## Brano scelto
•••
Clément Duval e il perdono che non si regala ai potenti

Un uomo che è rimasto schiacciato in una lotta contro il potere e le sue storture

Clément Duval è una di quelle persone che rappresenta l’eterna lotta di chi vuole essere libero, non solo dalle catene, non solo come individuo; libero come parte di una società. Un uomo che nella sua vita ha lottato contro le ingiustizie, un uomo che è rimasto schiacciato in una lotta contro il potere e le sue storture.

Questo suo discorso è un grido di libertà fatto da un uomo che il potere provò a rinchiudere senza mai riuscirci. Clément Duval fu infatti deportato in Guyana e dopo decine di tentativi di evasione, nel 1901 riuscì a fuggire e riconquistò per sempre la sua libertà.

“Non sono un ladro né un assassino: sono semplicemente un ribelle. Non vi riconosco il diritto di interrogarmi, perché qui, sono io l’accusatore.
•••
## Dati forniti
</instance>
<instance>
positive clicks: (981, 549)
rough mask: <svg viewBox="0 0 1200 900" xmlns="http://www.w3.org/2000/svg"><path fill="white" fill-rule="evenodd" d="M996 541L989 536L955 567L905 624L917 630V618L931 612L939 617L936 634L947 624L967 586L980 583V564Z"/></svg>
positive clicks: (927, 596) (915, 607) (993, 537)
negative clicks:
•••
## Consegna
Completa il brano su Clément Duval scrivendone la parte che segue l'ultima frase riportata. I record costituiscono materiale a sé, distinto dal brano.

## La tua risposta
Accuso questa società matrigna e corrotta, in cui l’orgia, l’ozio e la rapina trionfano impuniti e anzi venerati, sulla miseria e sul dolore degli sfruttati. Voi cianciate di furti, voi mi chiamate ladro come se un lavoratore che ha dato alla società trent’anni della sua avvilente fatica per poi non avere neppure il pane per sfamarsi, un cencio per coprirsi, un canile in cui rifugiarsi, potesse mai essere un ladro. Voi sapete bene che mentite, voi sapete meglio di me che e’ furto lo sfruttamento dell’uomo sull’uomo, che se al mondo vi sono dei ladri, questi vanno cercati tra coloro che oziando gozzovigliano a spese dei miserabili, i quali producono tutto, con le proprie mani martoriate.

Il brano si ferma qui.